Stored items from a collection:
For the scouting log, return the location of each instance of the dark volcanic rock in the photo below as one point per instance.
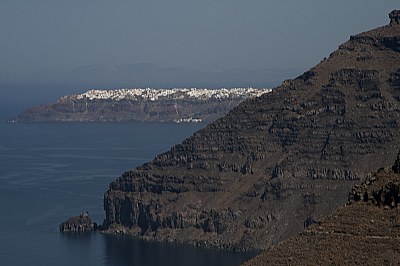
(275, 163)
(141, 105)
(364, 232)
(80, 223)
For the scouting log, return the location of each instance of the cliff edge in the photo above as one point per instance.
(275, 163)
(366, 231)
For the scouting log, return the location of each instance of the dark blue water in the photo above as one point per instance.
(50, 171)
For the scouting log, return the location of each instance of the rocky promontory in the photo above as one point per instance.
(366, 231)
(275, 163)
(141, 105)
(81, 223)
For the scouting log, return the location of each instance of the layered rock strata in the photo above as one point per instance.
(364, 232)
(275, 163)
(141, 105)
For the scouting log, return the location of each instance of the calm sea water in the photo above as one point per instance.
(51, 171)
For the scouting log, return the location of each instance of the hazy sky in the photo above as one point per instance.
(198, 34)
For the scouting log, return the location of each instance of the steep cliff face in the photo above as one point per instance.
(276, 162)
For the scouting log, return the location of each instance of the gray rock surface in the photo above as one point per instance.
(256, 176)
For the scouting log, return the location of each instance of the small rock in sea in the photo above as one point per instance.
(80, 223)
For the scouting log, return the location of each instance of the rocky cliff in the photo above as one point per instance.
(275, 163)
(366, 231)
(141, 105)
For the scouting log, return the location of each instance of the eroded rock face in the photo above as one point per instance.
(274, 163)
(365, 231)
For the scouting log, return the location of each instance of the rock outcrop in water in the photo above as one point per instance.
(81, 223)
(364, 232)
(275, 163)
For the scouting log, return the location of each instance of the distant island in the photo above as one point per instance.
(179, 105)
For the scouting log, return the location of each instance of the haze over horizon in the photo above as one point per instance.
(40, 38)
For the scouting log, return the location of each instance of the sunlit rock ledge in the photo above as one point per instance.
(179, 105)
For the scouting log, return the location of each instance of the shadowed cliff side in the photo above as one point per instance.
(364, 232)
(275, 163)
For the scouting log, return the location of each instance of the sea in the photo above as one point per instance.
(52, 171)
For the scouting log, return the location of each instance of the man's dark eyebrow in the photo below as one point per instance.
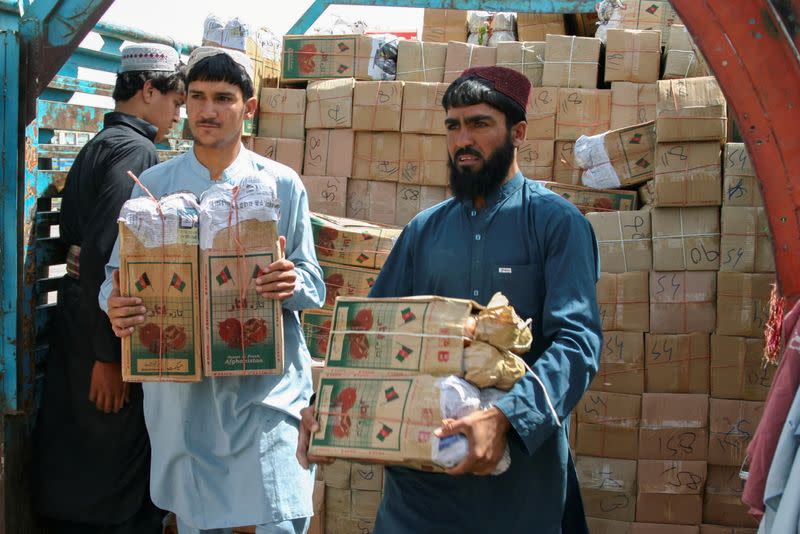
(472, 119)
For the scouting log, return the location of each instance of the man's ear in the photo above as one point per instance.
(250, 107)
(147, 91)
(518, 133)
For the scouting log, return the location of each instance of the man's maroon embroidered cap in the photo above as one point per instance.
(509, 82)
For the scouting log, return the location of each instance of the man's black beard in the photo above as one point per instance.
(468, 184)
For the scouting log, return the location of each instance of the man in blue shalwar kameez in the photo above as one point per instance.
(500, 232)
(223, 449)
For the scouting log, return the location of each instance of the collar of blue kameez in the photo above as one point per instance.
(239, 166)
(502, 192)
(135, 123)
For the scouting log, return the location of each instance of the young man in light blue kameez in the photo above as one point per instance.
(224, 448)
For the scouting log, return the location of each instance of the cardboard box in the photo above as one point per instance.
(618, 157)
(318, 57)
(346, 281)
(738, 370)
(565, 170)
(317, 525)
(608, 526)
(286, 151)
(376, 156)
(461, 56)
(691, 109)
(741, 187)
(316, 331)
(366, 477)
(688, 174)
(682, 59)
(536, 26)
(242, 331)
(677, 363)
(682, 302)
(621, 364)
(743, 303)
(608, 425)
(330, 104)
(420, 61)
(444, 25)
(326, 194)
(633, 56)
(674, 427)
(649, 15)
(632, 103)
(329, 152)
(588, 199)
(282, 113)
(686, 238)
(571, 61)
(535, 159)
(412, 199)
(371, 201)
(377, 105)
(746, 243)
(338, 474)
(423, 160)
(647, 193)
(670, 491)
(397, 430)
(733, 423)
(719, 529)
(608, 487)
(623, 300)
(352, 242)
(582, 112)
(165, 275)
(542, 113)
(418, 338)
(524, 57)
(656, 528)
(422, 108)
(624, 240)
(723, 499)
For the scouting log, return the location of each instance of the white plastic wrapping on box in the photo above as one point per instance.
(591, 156)
(458, 399)
(156, 228)
(257, 199)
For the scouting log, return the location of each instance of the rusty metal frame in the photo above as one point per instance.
(757, 66)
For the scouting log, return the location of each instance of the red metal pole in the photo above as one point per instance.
(759, 73)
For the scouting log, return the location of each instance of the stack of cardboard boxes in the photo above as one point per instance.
(686, 277)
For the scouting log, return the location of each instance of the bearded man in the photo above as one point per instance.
(500, 232)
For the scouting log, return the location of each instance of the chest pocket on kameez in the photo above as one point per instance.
(521, 284)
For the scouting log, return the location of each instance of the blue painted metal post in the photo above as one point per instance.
(316, 9)
(9, 241)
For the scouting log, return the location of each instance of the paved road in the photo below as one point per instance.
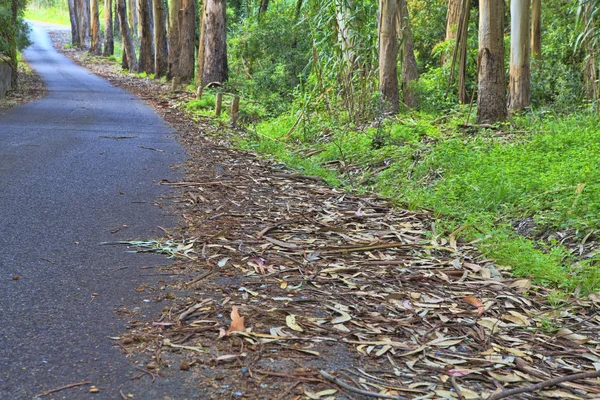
(63, 189)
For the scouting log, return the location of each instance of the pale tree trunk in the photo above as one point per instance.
(160, 39)
(133, 17)
(410, 72)
(146, 59)
(128, 47)
(264, 6)
(452, 22)
(343, 17)
(388, 53)
(536, 29)
(187, 32)
(74, 24)
(95, 47)
(520, 71)
(109, 41)
(491, 99)
(462, 39)
(213, 45)
(174, 49)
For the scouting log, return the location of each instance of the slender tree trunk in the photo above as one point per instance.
(452, 23)
(74, 25)
(109, 41)
(174, 49)
(536, 29)
(95, 47)
(462, 39)
(520, 71)
(132, 17)
(213, 45)
(146, 60)
(128, 47)
(491, 99)
(410, 72)
(264, 6)
(161, 51)
(187, 32)
(388, 53)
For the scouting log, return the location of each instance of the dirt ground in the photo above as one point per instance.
(30, 88)
(286, 288)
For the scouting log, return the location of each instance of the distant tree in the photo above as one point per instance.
(388, 54)
(146, 59)
(491, 99)
(13, 34)
(187, 35)
(128, 47)
(536, 29)
(212, 49)
(109, 41)
(160, 39)
(174, 49)
(520, 71)
(95, 46)
(410, 72)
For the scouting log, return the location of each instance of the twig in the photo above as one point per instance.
(457, 388)
(344, 385)
(63, 388)
(146, 372)
(550, 382)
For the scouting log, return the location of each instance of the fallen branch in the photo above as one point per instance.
(351, 388)
(63, 388)
(550, 382)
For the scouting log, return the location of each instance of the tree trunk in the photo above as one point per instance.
(160, 39)
(74, 25)
(128, 47)
(388, 53)
(520, 73)
(462, 39)
(109, 41)
(95, 47)
(452, 22)
(491, 99)
(132, 17)
(213, 45)
(410, 72)
(536, 29)
(146, 60)
(174, 49)
(264, 6)
(187, 33)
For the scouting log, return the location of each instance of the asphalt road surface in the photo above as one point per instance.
(64, 189)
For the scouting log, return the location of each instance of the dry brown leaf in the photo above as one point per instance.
(237, 322)
(474, 301)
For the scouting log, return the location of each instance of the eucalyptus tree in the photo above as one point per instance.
(520, 71)
(212, 49)
(388, 54)
(109, 40)
(491, 99)
(161, 51)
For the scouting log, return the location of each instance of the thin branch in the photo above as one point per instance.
(351, 388)
(550, 382)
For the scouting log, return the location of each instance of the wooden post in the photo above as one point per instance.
(235, 110)
(218, 104)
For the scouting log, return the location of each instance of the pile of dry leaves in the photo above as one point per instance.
(292, 289)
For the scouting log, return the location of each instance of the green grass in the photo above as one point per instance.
(540, 166)
(53, 15)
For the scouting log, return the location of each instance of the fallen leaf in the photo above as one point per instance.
(237, 322)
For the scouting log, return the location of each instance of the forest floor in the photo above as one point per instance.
(30, 88)
(288, 288)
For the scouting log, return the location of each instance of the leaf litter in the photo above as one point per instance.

WHAT TO PRODUCE:
Retype only the lines running from the line with "the distant tree" to the end of the listing, including both of those lines.

THE REPLY:
For the scouting log, return the location of each instance of the distant tree in the photo above as one point per instance.
(388, 54)
(146, 59)
(491, 99)
(13, 34)
(187, 35)
(128, 47)
(536, 29)
(212, 49)
(109, 41)
(160, 39)
(174, 49)
(520, 71)
(95, 46)
(410, 72)
For the scouting log, return the location of each instance of the twig in the photo above as one point per instance.
(457, 388)
(344, 385)
(63, 388)
(146, 372)
(550, 382)
For the scouting log, return the location of each instance of the fallen branch in the photo above as one point per instance.
(351, 388)
(63, 388)
(550, 382)
For the scouting log, return the location of each instance of the tree trunk in the photo above as one point per instance.
(160, 39)
(74, 25)
(128, 47)
(388, 53)
(520, 73)
(462, 39)
(109, 41)
(95, 47)
(452, 22)
(491, 99)
(132, 17)
(213, 45)
(410, 72)
(536, 29)
(146, 60)
(174, 49)
(264, 6)
(187, 33)
For the scouting log, return the location of each instance of the asphalt road surface in the photo above as one point per instance.
(64, 189)
For the scouting log, return the location of each instance of the dry brown leaf in the photo above as one point per instance.
(237, 322)
(474, 301)
For the scouting log, return the location of each instance of the eucalyptus tree in the photo above as one point per instance.
(520, 71)
(212, 49)
(388, 54)
(109, 40)
(491, 99)
(161, 51)
For the scouting log, return the location of each instance of the thin branch in the photo above as one point per instance.
(351, 388)
(550, 382)
For the scouting log, return the location of each instance of the wooden post in the photo above as one point per instance.
(235, 110)
(218, 104)
For the scouting log, return the location of each instance of the pile of dry leaves in the photo above as one point per instance.
(292, 289)
For the scouting log, return the location of each instance of the green grass in the photo above as one point per instance.
(540, 166)
(53, 15)
For the scouting log, return the location of each instance of the fallen leaf in the photo above as one point per instance.
(237, 322)
For the scouting log, return the location of each instance of the forest floor in the photo above as one point per instance.
(30, 88)
(288, 288)
For the scouting log, return the location of each instance of the leaf litter in the photo above as one point per instance.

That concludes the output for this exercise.